**Work instructions:** Copy every line of text in the items below word for word, and leave out the pictures.

**Data entries:**
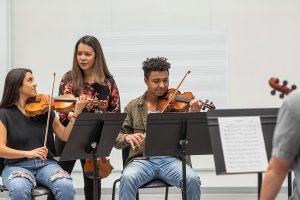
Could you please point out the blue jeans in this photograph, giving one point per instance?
(20, 178)
(168, 169)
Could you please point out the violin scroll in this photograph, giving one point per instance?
(208, 105)
(282, 88)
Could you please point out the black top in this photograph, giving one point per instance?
(25, 133)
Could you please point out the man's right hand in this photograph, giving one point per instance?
(135, 140)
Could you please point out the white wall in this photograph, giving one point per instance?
(4, 40)
(263, 41)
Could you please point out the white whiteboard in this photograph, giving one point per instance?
(204, 53)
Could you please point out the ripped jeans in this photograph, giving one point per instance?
(20, 178)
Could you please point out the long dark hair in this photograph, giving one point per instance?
(100, 69)
(13, 82)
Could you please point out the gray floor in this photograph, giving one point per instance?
(158, 194)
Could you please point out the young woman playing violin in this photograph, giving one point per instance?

**Finished answer:**
Could you please point out the blue jeans in this photograph, giving one point per instance?
(20, 178)
(168, 169)
Could you please point out the violin scroll in this photograph, giving one point per instance?
(208, 105)
(282, 88)
Could you please point out the black top in this photograph, giving one point per instance?
(25, 133)
Could you please point out the man's right hand in this photograph, giving one point per instance?
(135, 140)
Could you please point out the white wall in this photograph, giving one point per instance?
(4, 40)
(263, 41)
Could you please point out the white whiteboard in this photograph, giving one point per instance?
(204, 53)
Could you please point out the ripped jeans in this photograph, giving one point per instance?
(20, 178)
Could you please point out the long dark hair in this photograph, giving one point per instance?
(100, 69)
(13, 82)
Could you please point out the gray floor in this photograph, giving one point per instance?
(158, 194)
Could you please point out the young woman playing violin in this photograph, giving one point per instance?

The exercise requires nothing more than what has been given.